== What you will do ==
In the entries running from the line containing "Ground exterior wall in the scene above." through the line containing "[161,32,186,45]", switch "exterior wall" to "outer wall" and give those lines again, leaving everything else unchanged.

== Listed records ==
▼
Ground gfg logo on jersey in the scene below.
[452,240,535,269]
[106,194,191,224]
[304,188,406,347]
▲
▼
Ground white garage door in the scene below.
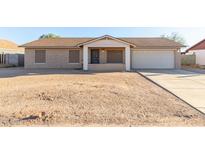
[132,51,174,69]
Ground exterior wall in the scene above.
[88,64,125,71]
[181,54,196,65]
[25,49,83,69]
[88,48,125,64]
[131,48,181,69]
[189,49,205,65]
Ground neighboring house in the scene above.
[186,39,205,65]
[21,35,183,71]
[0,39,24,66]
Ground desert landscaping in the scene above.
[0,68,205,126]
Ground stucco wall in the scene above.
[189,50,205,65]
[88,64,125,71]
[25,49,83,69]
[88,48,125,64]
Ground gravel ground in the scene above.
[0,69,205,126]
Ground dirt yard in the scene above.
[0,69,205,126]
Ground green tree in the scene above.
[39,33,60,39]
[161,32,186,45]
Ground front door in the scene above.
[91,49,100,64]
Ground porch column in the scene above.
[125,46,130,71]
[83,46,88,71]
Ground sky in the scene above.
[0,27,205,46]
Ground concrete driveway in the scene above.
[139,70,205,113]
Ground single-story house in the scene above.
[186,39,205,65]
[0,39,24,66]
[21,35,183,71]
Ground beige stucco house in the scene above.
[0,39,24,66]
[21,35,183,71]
▲
== Complete output ==
Ground outer wall in the scene above.
[88,64,125,71]
[181,54,196,65]
[25,49,83,69]
[88,48,125,64]
[131,48,181,69]
[189,49,205,65]
Ground neighboring house in the scene above.
[186,39,205,65]
[21,35,183,71]
[0,39,24,66]
Ground desert landscaping in the scene above.
[0,68,205,126]
Ground stucco wall in the scene above.
[189,50,205,65]
[88,64,125,71]
[25,49,83,69]
[88,48,125,64]
Ground gravel ground in the scene above.
[0,69,205,126]
Ground dirt yard in the scene above.
[0,69,205,126]
Ground green tree in the scene above.
[39,33,60,39]
[161,32,186,45]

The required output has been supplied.